**WHAT THE EXERCISE ASKS:** Further down are entries; set down exactly and only the lines from the one with "positive clicks: (395, 9)" up to and including the one with "box: [378, 36, 405, 118]", dropping each picture.

**INPUT DATA:**
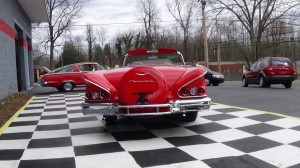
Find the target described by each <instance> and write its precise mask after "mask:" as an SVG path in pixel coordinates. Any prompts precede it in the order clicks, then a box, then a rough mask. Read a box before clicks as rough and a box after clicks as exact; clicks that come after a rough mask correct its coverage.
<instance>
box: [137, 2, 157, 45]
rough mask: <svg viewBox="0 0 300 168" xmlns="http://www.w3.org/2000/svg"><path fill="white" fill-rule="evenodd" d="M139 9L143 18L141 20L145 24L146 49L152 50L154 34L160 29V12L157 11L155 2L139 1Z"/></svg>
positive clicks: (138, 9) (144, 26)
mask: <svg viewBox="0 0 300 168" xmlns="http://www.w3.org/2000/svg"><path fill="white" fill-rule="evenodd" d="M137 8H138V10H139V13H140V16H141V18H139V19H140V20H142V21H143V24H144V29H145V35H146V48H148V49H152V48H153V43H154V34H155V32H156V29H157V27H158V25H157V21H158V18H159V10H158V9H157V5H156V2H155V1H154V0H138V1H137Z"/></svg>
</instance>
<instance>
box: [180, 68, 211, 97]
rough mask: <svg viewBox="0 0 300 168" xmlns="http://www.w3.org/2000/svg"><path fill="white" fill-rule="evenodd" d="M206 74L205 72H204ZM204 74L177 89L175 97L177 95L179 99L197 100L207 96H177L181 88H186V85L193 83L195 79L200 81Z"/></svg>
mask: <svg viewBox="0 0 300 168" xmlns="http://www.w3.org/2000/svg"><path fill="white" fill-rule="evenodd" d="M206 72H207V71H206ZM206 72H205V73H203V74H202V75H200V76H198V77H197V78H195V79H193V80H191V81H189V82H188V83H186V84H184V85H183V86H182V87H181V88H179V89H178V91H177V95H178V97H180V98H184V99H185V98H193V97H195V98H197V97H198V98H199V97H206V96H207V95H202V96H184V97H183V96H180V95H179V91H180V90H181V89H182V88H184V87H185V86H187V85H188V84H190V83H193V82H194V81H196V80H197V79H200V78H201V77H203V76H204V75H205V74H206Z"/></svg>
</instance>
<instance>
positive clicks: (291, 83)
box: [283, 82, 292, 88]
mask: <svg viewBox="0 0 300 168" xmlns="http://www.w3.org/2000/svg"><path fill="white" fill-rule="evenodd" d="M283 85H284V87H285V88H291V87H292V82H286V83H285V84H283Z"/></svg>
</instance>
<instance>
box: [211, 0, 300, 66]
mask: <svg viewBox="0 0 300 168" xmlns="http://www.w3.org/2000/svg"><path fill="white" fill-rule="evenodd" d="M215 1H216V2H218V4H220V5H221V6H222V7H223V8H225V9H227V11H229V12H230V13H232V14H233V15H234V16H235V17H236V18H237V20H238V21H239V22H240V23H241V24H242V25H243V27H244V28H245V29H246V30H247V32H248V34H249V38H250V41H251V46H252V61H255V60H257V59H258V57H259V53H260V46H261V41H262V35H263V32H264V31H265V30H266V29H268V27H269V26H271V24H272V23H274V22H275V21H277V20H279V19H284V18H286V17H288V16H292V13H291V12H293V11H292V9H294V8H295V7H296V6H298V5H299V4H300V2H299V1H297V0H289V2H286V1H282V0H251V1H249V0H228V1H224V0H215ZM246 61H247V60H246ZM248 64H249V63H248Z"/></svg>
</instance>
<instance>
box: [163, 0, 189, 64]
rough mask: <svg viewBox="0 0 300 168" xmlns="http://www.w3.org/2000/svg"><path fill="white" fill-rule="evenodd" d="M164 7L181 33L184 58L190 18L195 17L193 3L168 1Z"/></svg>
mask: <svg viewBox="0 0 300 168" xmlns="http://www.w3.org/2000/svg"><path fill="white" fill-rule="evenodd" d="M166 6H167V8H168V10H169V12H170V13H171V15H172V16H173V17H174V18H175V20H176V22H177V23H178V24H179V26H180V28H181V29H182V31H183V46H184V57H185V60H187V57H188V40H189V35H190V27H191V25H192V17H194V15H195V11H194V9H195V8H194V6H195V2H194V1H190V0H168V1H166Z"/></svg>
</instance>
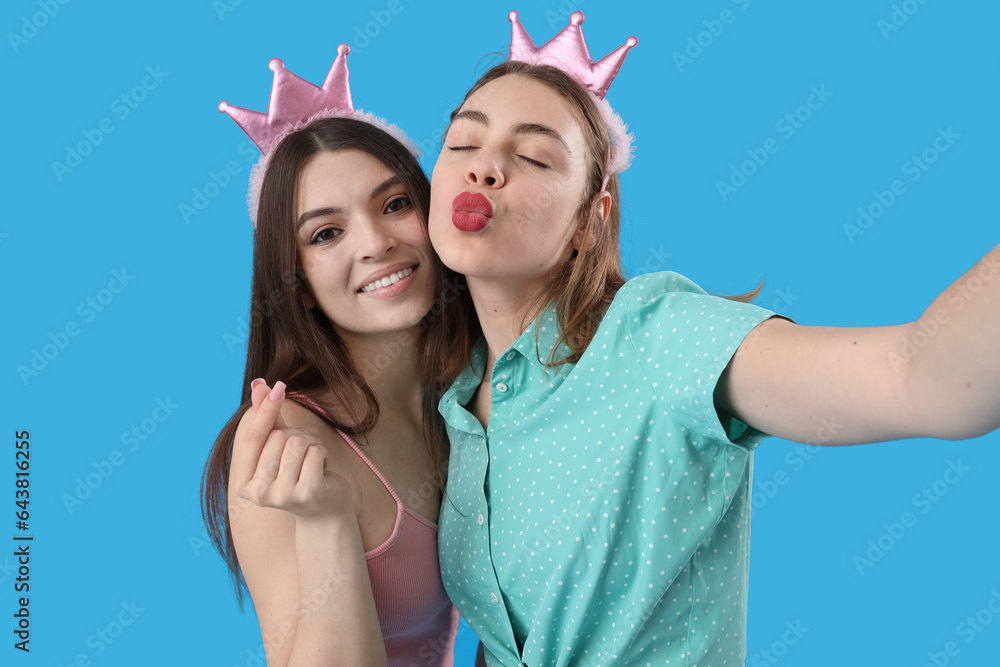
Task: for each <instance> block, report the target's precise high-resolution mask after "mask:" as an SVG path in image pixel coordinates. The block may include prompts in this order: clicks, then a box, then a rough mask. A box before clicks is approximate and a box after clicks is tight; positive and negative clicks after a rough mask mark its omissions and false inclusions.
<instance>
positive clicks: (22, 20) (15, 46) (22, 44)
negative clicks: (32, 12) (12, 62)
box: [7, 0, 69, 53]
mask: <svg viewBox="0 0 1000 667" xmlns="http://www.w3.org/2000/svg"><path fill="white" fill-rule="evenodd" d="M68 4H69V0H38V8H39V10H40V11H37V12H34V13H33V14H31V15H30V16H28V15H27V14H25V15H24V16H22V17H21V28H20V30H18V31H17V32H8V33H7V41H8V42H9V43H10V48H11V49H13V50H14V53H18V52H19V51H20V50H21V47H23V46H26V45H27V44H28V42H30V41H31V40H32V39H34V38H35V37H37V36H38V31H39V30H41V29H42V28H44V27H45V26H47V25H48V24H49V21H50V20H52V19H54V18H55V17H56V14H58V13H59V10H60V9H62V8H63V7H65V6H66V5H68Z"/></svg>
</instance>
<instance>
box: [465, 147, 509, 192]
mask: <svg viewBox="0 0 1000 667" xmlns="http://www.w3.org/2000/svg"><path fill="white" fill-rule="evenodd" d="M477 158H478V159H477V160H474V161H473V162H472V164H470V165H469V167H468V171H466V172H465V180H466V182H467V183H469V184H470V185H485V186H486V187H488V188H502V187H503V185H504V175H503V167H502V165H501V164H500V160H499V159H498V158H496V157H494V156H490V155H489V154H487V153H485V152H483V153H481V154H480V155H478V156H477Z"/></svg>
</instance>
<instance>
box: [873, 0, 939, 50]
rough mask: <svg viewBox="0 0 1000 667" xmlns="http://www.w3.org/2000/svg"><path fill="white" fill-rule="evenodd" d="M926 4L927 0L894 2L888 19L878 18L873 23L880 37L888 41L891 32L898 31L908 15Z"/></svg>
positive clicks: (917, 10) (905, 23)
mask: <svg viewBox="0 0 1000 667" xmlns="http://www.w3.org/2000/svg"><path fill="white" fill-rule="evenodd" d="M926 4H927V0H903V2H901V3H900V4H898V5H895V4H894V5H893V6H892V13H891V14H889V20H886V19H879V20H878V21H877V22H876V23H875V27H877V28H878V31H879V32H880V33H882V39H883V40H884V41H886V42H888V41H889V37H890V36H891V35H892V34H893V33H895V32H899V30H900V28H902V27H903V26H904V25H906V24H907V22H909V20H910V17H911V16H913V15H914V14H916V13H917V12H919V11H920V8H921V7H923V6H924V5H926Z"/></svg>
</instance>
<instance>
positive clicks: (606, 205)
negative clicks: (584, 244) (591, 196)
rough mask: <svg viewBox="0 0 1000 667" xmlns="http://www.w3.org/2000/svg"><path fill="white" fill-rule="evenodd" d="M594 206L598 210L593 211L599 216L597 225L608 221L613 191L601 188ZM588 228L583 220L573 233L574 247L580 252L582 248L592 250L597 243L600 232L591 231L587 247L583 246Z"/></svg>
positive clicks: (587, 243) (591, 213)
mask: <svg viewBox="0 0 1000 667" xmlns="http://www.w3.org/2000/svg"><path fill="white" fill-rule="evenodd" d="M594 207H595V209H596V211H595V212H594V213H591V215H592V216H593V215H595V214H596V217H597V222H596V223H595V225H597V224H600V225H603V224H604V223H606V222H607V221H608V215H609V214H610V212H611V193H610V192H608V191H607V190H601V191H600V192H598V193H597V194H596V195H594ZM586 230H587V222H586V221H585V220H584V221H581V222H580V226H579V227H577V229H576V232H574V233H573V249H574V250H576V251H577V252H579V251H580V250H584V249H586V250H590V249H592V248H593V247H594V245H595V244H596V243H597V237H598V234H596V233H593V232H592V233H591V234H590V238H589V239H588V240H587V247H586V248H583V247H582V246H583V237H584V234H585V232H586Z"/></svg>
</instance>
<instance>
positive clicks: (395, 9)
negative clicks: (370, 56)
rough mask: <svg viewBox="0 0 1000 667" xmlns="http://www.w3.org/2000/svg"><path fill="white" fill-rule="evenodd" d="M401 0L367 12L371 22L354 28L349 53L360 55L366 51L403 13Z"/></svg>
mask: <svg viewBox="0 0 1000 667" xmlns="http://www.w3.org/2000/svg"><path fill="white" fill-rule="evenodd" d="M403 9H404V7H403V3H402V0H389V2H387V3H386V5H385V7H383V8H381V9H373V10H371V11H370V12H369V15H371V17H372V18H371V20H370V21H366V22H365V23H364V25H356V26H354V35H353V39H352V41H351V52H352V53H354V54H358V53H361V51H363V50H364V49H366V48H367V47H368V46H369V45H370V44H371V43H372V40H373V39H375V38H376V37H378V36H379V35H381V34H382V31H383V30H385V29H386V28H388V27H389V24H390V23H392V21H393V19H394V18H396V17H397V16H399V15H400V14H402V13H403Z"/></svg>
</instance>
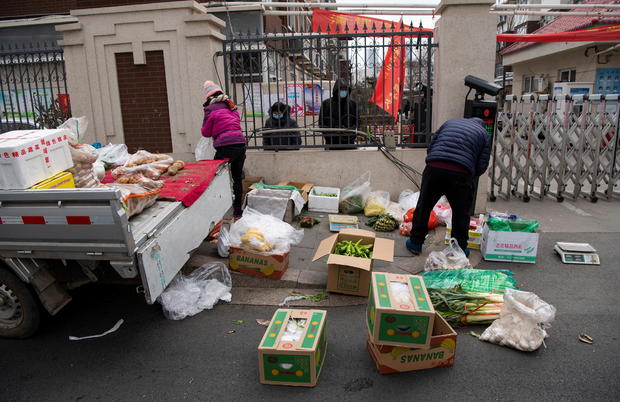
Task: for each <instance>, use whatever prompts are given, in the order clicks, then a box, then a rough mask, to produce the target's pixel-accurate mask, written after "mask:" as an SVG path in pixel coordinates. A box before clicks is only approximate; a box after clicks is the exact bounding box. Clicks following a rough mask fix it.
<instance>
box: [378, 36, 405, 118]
* * *
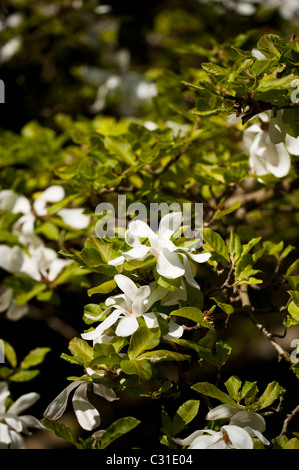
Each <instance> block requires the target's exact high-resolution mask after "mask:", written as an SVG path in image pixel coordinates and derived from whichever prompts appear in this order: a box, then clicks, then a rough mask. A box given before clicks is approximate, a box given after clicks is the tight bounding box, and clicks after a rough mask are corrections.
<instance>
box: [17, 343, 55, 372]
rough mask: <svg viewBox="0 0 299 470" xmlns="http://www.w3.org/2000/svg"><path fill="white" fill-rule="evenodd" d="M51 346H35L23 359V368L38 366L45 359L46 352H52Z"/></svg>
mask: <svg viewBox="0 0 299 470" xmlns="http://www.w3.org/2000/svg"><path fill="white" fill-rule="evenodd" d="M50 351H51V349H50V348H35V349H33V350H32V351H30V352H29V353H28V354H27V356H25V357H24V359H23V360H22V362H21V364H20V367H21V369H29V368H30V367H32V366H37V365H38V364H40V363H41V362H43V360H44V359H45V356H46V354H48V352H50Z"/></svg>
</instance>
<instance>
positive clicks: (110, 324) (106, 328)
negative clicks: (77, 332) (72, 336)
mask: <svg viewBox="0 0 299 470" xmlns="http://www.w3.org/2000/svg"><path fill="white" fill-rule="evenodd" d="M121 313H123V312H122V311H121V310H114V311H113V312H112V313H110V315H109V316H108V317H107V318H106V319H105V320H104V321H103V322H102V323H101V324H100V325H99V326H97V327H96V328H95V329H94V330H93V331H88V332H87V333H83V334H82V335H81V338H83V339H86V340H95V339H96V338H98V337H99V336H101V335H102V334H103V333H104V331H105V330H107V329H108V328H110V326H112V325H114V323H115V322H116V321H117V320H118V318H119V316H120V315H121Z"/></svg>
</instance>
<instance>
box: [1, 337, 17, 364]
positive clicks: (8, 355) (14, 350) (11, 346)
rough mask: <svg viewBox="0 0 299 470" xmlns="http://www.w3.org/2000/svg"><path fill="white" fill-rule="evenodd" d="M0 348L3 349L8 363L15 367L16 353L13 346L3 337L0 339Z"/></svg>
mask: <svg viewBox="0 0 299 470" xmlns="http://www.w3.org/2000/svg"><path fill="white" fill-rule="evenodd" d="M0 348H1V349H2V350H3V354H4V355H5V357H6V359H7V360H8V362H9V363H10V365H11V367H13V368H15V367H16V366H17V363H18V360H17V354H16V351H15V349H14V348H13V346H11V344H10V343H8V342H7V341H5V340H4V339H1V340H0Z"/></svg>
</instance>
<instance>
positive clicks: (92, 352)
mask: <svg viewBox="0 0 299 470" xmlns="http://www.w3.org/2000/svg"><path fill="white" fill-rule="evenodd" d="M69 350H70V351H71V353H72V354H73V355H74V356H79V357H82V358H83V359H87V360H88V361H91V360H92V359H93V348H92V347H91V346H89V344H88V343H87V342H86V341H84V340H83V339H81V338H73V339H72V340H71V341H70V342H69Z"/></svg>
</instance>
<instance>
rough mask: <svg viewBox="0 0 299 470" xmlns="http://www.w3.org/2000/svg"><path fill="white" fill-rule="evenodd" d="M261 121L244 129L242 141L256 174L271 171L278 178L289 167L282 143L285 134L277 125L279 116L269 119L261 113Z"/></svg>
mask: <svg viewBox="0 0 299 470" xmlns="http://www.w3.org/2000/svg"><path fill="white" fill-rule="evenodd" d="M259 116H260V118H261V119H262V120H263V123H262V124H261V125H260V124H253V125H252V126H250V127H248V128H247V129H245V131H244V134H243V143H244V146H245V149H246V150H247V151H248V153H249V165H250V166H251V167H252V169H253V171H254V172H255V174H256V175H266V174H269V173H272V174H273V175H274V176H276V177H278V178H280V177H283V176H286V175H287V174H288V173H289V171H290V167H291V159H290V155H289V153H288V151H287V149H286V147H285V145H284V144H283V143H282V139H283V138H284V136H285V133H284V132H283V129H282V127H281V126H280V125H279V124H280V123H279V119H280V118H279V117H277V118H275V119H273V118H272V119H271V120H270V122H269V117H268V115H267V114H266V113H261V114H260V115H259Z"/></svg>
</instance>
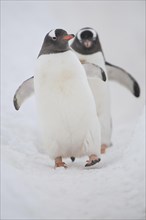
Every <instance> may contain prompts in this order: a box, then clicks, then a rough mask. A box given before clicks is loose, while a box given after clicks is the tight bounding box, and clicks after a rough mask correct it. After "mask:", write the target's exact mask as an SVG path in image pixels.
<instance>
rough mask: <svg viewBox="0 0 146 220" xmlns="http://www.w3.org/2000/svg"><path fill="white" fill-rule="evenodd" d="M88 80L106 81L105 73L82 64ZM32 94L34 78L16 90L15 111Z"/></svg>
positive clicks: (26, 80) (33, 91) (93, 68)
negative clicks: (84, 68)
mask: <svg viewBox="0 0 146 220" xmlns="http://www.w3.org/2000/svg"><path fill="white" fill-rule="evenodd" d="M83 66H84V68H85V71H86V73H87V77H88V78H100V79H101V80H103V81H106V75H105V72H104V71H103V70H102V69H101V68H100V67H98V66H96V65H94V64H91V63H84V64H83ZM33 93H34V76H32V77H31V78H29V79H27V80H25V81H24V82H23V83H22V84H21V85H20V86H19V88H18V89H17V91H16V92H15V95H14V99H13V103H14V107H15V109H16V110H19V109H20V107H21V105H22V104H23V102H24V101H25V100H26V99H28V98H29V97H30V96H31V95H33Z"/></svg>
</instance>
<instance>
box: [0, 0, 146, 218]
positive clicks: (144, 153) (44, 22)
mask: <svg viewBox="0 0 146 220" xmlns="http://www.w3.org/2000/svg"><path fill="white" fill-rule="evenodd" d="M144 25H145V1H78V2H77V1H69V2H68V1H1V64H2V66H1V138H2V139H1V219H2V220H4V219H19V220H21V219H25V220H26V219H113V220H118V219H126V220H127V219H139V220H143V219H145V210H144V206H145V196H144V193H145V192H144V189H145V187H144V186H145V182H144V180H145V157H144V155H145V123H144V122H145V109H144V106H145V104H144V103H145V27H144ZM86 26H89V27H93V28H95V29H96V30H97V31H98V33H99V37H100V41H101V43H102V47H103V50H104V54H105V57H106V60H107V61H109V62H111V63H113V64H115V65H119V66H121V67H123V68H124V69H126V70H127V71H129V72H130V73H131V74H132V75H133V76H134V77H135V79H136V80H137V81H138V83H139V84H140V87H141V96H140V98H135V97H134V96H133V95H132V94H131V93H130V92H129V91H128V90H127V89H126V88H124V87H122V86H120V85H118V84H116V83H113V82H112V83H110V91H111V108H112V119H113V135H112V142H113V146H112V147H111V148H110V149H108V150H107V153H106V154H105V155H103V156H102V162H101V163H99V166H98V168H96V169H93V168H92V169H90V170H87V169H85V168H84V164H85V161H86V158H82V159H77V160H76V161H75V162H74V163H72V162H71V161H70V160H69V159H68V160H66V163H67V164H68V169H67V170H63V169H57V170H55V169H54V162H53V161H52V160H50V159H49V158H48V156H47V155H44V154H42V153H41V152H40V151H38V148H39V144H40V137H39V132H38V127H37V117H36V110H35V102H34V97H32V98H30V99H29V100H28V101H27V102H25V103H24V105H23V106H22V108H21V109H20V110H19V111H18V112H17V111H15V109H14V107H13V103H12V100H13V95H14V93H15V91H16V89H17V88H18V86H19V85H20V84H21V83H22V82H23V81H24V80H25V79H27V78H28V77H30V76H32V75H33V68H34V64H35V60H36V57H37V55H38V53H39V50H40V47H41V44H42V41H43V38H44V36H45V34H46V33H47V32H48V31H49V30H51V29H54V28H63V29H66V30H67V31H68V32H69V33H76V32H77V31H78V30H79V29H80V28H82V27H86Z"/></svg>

**OUTPUT FOR THIS EXERCISE:**
positive clicks: (395, 9)
negative clicks: (370, 56)
rough mask: <svg viewBox="0 0 1000 667" xmlns="http://www.w3.org/2000/svg"><path fill="white" fill-rule="evenodd" d="M401 0L367 12L371 22L354 28L349 53L360 55L366 51L403 13Z"/></svg>
mask: <svg viewBox="0 0 1000 667" xmlns="http://www.w3.org/2000/svg"><path fill="white" fill-rule="evenodd" d="M403 9H404V7H403V3H402V0H389V2H387V3H386V5H385V7H383V8H381V9H373V10H371V11H370V12H369V15H371V17H372V18H371V20H370V21H366V22H365V23H364V25H356V26H354V35H353V39H352V41H351V52H352V53H354V54H358V53H361V51H363V50H364V49H366V48H367V47H368V46H369V45H370V44H371V43H372V40H373V39H375V38H376V37H378V36H379V35H381V34H382V31H383V30H385V29H386V28H388V27H389V24H390V23H392V21H393V19H394V18H396V17H397V16H399V15H400V14H402V13H403Z"/></svg>
</instance>
Task: for each <instance>, use whatever prompts are given, in the order clicks, then a box, then a rough mask, to produce the target's pixel-accurate mask, written after "mask:" as an SVG path in pixel coordinates. A box before clicks is only approximate; a box after clicks is the exact bounding box. Clicks following a rough mask fix it.
<instance>
box: [378, 36, 405, 118]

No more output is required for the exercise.